REQUIREMENT 1: In the judgment, how much independence allowance per week did the Corporation say the appellant was entitled to?
REQUIREMENT 2: In the judgment, why does the judge largely adopt the respondent's submissions when laying out the facts?
REQUIREMENT 3: Print the part of the judgment that opens with the words containing "Judgment Text" and closes with "with the hearing.".

EXERCISE PASSAGE:
|---|
La Belle v Accident Compensation Corporation (DC, 24/02/06)

Judgment Text

RESERVED JUDGMENT OF JUDGE J CADENHEAD 
Judge J Cadenhead
The Course of the Hearing 
[1]
The respondent's submissions were served upon the appellant late. I indicated to the appellant, if necessary, he could have an adjournment and I gave him time to read the submissions. After the appellant had had time to read the submissions he indicated to me that he did not require further time and that he was content to carry on with the hearing. 
The Issue 
[2]
At issue is the decision by the respondent dated 26 November 2004 calculating an independence allowance arrears payment for the appellant for the period from October 1997 to July 2002. 
Narrative of Facts 
[3]
I substantially set out the submissions of the respondent, as upon a perusal of the file these submissions set out accurately the background of facts giving rise to this appeal. 
[4]
The appellant suffered a fracture to his left calcaneus on 29 November 1996 when he fell off a ladder. The appellant applied for, and commenced receiving, weekly compensation. In March 1997, the appellant applied for an independence allowance. Following the completion of a functional limitation profile questionnaire on 8 April 1997, resulting in a Disability Score of 18.9, the Corporation wrote to the appellant on 15 April 1997 to advise that he was entitled to an independence allowance of $4.38 per week.
|---|
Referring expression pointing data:
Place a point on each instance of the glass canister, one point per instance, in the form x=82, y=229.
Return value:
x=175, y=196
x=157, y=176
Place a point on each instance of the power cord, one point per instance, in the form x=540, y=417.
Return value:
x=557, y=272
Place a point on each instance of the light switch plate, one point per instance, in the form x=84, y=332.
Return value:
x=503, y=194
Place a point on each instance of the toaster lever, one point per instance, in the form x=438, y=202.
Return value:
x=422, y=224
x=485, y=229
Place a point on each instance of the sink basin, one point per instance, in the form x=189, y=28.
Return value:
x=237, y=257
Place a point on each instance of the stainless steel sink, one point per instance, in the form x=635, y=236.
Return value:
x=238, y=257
|---|
EXPECTED ANSWER 1: $4.38 per week.

EXPECTED ANSWER 2: After reading the file, the judge found that the respondent's submissions accurately set out the background facts behind the appeal.

EXPECTED ANSWER 3:
Judgment Text

RESERVED JUDGMENT OF JUDGE J CADENHEAD 
Judge J Cadenhead
The Course of the Hearing 
[1]
The respondent's submissions were served upon the appellant late. I indicated to the appellant, if necessary, he could have an adjournment and I gave him time to read the submissions. After the appellant had had time to read the submissions he indicated to me that he did not require further time and that he was content to carry on with the hearing.